Short task
Rewrite the records from the line with "Detect each wooden post in the image above." up to and including the line with "Detect each giraffe", keeping every line but multiplying each bounding-box coordinate by 2.15 and rounding to whole numbers, with halves rounded up. Give only those lines.

>> Begin

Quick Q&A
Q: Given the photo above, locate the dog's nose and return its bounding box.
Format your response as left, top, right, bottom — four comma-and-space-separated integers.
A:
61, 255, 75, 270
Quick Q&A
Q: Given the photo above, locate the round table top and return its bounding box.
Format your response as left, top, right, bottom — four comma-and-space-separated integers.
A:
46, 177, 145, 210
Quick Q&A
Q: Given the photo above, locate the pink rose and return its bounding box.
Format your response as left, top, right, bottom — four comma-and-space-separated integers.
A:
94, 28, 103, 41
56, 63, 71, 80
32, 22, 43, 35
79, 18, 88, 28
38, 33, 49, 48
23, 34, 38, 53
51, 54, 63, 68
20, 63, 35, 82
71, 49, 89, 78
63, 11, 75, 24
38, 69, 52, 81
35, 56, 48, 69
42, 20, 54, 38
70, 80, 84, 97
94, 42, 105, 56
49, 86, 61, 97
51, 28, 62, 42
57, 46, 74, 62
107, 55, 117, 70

>> End
>> Begin

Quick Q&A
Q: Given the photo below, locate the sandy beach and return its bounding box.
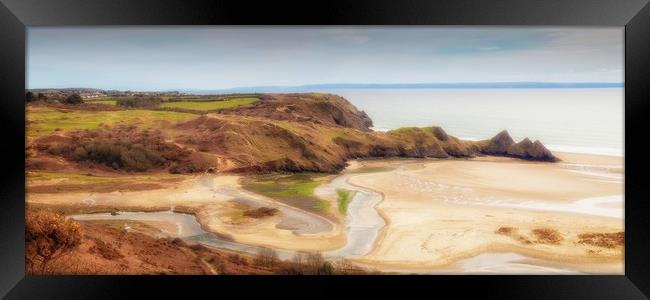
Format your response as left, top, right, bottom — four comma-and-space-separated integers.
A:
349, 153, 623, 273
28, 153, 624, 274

>> End
>> Begin

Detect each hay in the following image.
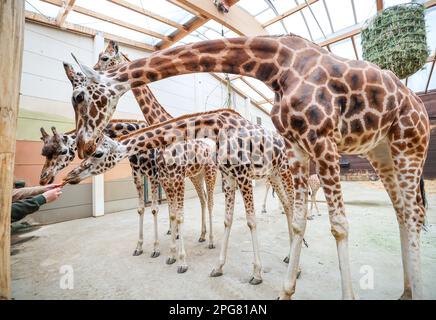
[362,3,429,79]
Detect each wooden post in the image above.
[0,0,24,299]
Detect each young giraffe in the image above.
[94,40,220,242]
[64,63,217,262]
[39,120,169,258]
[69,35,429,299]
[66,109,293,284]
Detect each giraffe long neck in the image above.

>> End

Correct response
Detect each wooden post in the image above.
[0,0,52,643]
Detect each young giraffe in the image above.
[202,86,473,520]
[138,135,467,563]
[84,258,363,555]
[148,75,922,643]
[142,234,630,611]
Detect each giraffe long neck in the image above.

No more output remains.